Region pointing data
※ ※ ※

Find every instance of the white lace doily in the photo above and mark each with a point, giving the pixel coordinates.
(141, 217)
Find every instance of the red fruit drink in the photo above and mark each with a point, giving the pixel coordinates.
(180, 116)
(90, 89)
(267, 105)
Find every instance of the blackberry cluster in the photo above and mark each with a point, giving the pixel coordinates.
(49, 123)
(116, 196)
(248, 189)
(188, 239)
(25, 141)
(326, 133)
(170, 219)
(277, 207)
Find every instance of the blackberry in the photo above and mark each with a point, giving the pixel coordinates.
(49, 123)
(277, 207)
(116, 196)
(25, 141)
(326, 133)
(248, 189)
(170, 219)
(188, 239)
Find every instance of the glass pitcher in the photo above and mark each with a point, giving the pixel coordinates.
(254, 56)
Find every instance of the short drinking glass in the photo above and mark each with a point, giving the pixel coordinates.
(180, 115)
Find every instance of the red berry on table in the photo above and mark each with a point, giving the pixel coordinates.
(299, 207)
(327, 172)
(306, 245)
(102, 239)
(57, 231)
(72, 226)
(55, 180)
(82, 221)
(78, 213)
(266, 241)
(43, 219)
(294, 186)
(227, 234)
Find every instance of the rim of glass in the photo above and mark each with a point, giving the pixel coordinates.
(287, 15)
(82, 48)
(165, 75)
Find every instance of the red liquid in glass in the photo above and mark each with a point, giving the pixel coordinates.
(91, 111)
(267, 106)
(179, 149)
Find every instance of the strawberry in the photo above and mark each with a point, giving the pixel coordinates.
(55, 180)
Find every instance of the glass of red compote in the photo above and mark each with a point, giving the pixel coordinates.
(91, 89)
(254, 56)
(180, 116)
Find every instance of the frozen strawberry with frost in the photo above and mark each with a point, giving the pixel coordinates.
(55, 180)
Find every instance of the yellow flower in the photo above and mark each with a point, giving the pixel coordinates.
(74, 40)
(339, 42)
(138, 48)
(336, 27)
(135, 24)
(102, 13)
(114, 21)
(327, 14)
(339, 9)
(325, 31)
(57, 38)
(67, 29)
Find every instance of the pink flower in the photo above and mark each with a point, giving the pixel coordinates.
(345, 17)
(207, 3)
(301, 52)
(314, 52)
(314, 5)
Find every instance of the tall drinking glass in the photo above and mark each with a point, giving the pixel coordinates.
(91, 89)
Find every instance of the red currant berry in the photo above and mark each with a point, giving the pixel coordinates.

※ ※ ※

[TASK ITEM]
Your answer must contain every line of the records, exactly.

[TASK OUTPUT]
Find every instance of the white lace doily in the photo above and mark each with a point, giving the pixel coordinates.
(141, 217)
Find every instance of the red fruit drink in the photo above and mark each with a point, giving the pixel coordinates.
(180, 116)
(90, 89)
(267, 105)
Find every instance of the blackberry cluster in the photo above and mark each with a point, giving the pixel coordinates.
(49, 123)
(116, 196)
(248, 189)
(188, 239)
(25, 141)
(326, 133)
(170, 219)
(277, 207)
Find every instance of the blackberry in the photo above and mark each with a point, giving the pixel coordinates.
(49, 123)
(277, 207)
(116, 196)
(25, 141)
(326, 133)
(248, 189)
(170, 219)
(188, 239)
Find every instance of the glass pitcher in the photo above and mark each with a point, giving the pixel coordinates.
(254, 56)
Find every instance of the short drinking glass in the photo above and mark each with a point, giving the pixel coordinates.
(180, 115)
Find every instance of the red berry on table in the photo above and mark each with a point, giving the pixel coordinates.
(299, 207)
(327, 172)
(306, 245)
(102, 239)
(57, 231)
(72, 226)
(55, 180)
(82, 221)
(78, 213)
(266, 241)
(43, 219)
(294, 186)
(227, 234)
Find every instance of the rim of glass in the photo above and mark each with a point, giving the pixel coordinates.
(287, 15)
(82, 48)
(165, 75)
Find every instance of the red liquid in glass in the photo above and mark each with a point, giving the pixel coordinates.
(91, 111)
(267, 106)
(179, 149)
Find every instance of the strawberry in the photo above and mark each with a point, giving the pixel coordinates.
(55, 180)
Find every instance of the glass of red compote in the photo above and mark each with a point, giving the pixel coordinates.
(91, 89)
(254, 56)
(180, 116)
Find every instance of the frozen strawberry with frost in the photo above and mark each with a point, giving the pixel coordinates.
(55, 180)
Find every instance of the yellow flower in the photo above and mark each with a point, giving the pixel coordinates.
(74, 40)
(339, 42)
(138, 48)
(336, 27)
(135, 24)
(102, 13)
(114, 21)
(327, 14)
(339, 9)
(325, 31)
(57, 38)
(67, 29)
Find every instance of the pink flower in the photo above and mark each with a point, giving the pixel coordinates.
(345, 17)
(207, 3)
(301, 52)
(314, 52)
(314, 5)
Find every instance of the tall drinking glass in the photo above and mark each with a point, giving the pixel coordinates.
(91, 89)
Find every instance of the red currant berry in the photo above and mark each with a point, giving the pixel coordinates.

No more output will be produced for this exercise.